* Given records
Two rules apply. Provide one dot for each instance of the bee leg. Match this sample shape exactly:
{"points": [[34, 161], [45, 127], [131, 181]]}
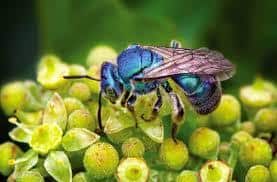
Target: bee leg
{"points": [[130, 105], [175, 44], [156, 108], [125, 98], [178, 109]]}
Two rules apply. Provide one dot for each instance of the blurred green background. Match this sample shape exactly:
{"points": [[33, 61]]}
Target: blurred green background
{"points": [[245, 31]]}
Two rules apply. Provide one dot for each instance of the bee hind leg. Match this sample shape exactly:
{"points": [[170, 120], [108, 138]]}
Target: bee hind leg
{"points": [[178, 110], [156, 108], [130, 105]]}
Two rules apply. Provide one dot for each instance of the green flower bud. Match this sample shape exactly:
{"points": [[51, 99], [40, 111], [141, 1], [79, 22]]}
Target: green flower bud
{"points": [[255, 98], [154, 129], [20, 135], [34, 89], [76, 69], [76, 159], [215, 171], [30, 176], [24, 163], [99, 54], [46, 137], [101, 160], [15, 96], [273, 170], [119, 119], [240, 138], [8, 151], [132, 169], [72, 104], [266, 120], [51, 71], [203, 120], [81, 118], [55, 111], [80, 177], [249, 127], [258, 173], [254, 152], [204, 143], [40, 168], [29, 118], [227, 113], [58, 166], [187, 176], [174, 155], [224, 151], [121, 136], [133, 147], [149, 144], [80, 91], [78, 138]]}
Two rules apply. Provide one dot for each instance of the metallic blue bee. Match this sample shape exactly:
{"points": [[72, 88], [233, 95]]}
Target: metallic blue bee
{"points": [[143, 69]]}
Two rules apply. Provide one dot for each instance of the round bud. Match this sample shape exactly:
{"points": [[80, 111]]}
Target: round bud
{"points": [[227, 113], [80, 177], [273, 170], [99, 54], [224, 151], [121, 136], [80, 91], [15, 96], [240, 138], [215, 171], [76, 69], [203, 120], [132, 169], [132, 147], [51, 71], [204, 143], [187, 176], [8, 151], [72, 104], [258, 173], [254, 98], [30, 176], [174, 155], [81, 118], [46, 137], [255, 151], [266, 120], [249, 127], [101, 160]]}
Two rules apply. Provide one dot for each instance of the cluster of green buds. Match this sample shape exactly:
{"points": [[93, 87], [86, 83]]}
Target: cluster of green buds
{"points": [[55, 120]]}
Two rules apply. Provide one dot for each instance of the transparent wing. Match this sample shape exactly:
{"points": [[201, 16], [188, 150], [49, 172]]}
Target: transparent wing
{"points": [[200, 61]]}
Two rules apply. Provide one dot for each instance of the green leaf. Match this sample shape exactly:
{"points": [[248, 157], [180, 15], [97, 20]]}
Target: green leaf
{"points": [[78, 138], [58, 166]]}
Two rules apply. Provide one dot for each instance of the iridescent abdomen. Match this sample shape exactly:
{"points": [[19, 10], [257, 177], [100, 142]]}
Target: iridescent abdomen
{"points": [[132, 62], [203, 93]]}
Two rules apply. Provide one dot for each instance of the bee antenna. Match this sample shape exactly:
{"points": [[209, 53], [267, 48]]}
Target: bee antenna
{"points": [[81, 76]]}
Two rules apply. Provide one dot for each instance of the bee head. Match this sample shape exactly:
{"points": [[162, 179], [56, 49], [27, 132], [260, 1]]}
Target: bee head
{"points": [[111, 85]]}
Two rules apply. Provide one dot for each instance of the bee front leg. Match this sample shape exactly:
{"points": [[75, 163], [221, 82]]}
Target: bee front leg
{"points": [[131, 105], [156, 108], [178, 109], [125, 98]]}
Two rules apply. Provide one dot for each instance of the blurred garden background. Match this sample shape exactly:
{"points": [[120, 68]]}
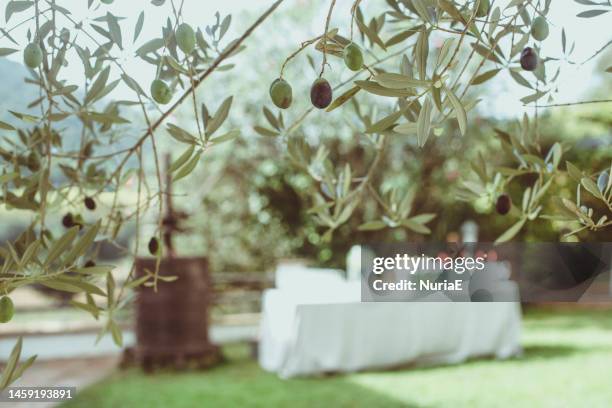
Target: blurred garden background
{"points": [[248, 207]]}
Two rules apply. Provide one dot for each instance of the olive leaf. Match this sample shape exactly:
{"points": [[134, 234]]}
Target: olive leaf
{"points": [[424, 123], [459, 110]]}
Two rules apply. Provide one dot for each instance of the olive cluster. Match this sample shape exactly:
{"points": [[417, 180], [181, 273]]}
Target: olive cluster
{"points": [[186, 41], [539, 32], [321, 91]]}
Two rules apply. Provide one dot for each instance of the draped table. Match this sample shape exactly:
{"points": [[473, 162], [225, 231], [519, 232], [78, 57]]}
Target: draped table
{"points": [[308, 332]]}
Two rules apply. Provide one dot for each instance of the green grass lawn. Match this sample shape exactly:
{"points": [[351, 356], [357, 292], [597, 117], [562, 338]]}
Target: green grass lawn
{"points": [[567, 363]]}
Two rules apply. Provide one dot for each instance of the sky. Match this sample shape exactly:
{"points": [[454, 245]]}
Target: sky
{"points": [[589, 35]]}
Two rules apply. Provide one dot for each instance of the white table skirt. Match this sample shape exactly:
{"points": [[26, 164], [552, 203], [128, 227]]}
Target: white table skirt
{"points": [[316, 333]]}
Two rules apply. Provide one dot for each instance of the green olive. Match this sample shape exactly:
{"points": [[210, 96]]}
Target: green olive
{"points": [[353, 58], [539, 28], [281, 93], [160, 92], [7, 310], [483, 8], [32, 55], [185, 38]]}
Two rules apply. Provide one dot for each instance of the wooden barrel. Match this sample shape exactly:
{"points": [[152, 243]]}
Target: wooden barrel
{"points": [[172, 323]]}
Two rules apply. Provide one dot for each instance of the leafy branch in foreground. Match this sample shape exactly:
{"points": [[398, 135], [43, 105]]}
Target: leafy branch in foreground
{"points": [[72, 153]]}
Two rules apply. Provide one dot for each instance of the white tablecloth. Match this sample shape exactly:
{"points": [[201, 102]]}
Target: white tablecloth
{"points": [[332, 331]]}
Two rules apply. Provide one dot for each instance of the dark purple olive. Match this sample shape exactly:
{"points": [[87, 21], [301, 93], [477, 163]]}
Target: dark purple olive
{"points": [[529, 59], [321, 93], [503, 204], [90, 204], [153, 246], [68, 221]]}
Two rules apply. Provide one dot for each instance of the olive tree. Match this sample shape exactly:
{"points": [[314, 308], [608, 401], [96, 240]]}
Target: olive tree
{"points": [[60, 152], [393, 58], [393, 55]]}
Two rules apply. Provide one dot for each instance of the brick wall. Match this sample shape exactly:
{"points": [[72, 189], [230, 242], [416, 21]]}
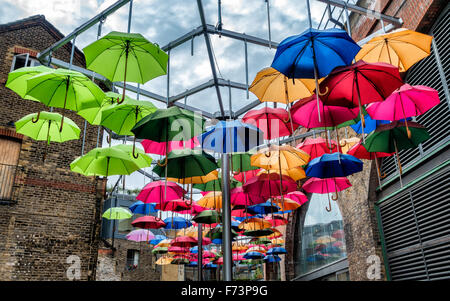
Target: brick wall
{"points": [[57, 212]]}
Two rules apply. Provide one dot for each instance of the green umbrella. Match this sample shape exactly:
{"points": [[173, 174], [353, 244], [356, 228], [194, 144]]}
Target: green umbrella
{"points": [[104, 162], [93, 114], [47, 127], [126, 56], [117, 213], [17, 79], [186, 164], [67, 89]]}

==

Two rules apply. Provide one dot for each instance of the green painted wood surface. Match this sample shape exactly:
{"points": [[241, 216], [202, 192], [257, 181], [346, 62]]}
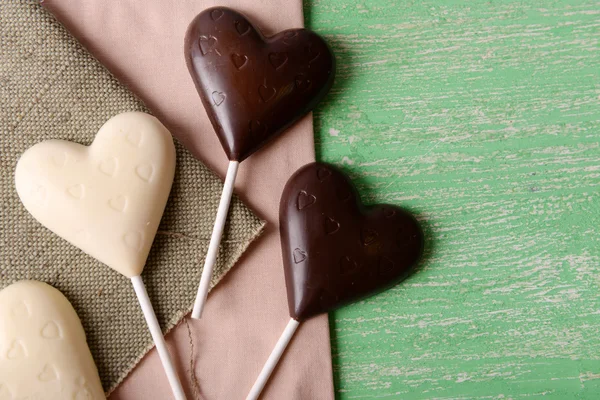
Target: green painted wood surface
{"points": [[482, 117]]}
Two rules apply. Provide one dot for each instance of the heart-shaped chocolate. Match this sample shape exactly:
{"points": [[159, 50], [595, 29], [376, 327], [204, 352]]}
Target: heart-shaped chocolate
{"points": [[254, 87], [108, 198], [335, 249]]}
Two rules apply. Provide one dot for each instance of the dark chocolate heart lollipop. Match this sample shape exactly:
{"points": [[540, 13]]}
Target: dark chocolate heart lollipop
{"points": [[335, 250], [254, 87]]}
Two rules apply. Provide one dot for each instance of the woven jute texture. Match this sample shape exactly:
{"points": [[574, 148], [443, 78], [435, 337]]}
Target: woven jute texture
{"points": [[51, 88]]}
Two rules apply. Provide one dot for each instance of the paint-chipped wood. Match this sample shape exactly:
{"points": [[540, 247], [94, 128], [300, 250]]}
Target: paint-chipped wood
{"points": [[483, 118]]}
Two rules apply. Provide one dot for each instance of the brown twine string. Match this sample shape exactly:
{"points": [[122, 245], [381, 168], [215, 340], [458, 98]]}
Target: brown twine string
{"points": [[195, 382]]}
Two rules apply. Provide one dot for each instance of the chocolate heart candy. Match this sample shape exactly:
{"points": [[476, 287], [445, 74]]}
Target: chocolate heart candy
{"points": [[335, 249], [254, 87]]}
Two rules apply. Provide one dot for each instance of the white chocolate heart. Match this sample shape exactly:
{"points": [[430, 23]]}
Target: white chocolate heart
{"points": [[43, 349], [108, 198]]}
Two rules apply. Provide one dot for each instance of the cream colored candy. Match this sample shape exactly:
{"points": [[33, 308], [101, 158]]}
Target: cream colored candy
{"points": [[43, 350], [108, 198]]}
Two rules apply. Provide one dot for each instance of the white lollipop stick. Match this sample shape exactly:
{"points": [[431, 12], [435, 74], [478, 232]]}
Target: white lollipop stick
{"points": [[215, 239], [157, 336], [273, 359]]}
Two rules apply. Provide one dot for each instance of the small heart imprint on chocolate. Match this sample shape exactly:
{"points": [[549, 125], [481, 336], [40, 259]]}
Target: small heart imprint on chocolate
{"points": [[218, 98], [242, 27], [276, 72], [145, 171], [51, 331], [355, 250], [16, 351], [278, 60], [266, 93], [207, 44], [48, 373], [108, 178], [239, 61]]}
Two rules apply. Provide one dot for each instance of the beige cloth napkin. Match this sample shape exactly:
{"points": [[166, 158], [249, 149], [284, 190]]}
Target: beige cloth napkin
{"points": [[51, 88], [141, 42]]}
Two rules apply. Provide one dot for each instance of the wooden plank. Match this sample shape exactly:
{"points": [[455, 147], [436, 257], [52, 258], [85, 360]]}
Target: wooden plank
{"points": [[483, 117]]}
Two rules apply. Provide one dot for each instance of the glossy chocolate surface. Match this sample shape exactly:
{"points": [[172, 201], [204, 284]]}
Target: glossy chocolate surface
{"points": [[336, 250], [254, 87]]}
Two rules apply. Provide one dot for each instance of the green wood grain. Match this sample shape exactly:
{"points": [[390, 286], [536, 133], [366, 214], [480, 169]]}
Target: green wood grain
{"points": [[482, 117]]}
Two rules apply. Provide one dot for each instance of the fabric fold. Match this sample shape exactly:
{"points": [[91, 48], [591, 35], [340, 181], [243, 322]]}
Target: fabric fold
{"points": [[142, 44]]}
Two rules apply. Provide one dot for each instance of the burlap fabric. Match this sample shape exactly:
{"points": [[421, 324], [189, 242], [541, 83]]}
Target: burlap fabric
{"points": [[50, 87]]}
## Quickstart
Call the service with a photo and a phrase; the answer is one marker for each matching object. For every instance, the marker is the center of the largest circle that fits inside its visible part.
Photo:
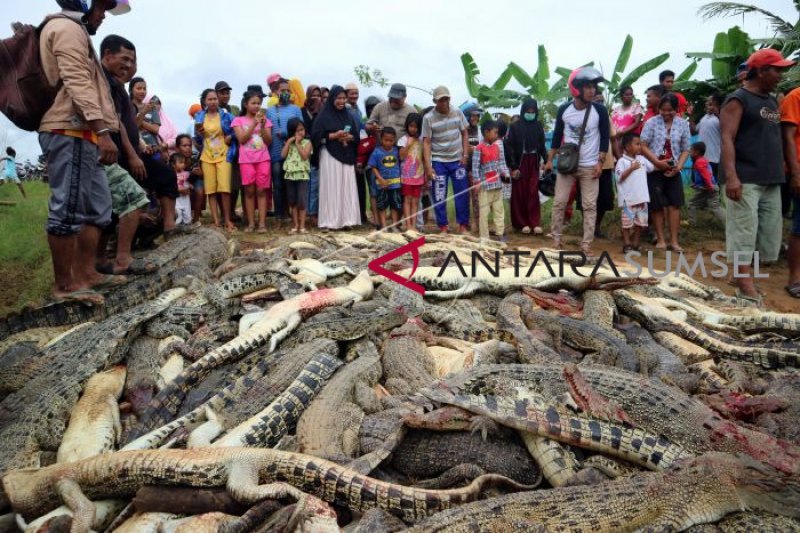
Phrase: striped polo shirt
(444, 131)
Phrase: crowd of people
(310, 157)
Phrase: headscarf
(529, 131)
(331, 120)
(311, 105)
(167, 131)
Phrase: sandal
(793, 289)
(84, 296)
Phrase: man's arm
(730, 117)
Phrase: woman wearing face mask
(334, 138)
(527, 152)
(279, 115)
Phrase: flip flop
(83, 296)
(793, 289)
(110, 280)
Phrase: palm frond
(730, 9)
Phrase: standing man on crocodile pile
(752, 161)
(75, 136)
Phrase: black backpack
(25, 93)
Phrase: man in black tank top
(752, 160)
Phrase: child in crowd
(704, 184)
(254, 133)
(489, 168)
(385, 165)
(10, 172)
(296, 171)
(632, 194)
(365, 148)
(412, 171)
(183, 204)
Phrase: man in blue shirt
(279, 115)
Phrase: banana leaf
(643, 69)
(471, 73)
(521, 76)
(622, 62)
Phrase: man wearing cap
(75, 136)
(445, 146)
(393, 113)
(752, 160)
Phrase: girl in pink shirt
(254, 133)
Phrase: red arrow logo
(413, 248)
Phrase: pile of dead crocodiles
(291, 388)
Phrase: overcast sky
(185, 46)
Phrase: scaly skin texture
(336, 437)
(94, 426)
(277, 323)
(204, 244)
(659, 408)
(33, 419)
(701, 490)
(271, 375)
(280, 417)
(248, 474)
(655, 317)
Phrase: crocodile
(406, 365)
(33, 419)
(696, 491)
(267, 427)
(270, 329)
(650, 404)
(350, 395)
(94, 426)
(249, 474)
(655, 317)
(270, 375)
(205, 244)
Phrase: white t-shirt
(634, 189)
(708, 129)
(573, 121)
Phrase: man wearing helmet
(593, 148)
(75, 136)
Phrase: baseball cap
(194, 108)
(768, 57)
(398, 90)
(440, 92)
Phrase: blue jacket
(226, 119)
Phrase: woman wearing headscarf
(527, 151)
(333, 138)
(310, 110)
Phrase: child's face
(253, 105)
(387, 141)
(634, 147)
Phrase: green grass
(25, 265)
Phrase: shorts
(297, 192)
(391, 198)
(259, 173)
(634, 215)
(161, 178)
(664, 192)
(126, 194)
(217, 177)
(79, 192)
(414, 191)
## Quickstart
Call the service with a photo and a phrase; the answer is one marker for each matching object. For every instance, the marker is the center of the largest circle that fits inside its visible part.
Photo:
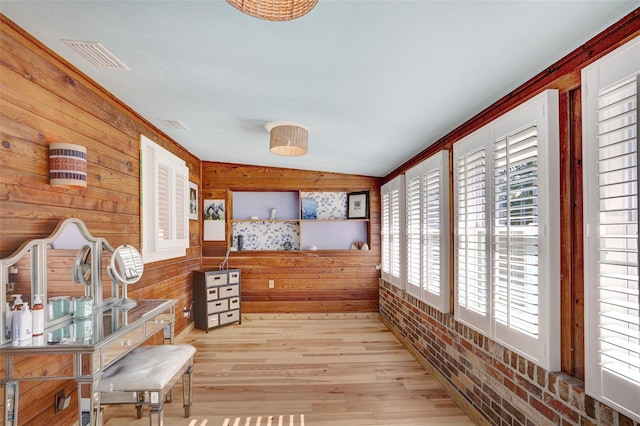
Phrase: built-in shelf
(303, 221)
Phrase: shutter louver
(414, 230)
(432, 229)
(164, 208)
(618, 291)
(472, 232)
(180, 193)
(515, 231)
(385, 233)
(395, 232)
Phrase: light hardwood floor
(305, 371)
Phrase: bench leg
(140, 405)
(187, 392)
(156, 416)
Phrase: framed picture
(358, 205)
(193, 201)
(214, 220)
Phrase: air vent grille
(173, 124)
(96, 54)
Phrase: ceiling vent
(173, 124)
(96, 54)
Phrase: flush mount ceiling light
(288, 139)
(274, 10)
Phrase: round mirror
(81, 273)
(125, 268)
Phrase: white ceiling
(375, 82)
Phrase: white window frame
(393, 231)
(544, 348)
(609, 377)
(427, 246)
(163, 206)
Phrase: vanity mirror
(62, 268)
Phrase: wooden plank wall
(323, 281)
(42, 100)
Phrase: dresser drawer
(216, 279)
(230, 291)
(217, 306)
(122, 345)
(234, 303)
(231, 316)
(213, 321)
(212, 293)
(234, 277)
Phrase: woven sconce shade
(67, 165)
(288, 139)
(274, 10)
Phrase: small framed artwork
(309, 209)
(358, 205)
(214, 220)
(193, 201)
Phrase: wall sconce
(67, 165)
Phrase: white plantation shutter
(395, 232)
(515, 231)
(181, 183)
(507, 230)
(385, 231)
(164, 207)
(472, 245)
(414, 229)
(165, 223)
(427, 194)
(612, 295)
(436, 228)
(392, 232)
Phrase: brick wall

* Task brief
Take the records above and return, word for word, only the lines that fall from the line with "Target: olive leaf" to the line with "of the draped", both of them included.

* Answer to the exercise
Target: olive leaf
{"points": [[424, 123], [459, 110]]}
Two rules apply. Provide one dot for each instance of the olive cluster. Match this sample shape exactly:
{"points": [[417, 180], [181, 273]]}
Target: olive cluster
{"points": [[186, 41], [539, 32], [321, 91]]}
Two rules apply. Provide one dot for each instance of the draped table. Match this sample shape exactly:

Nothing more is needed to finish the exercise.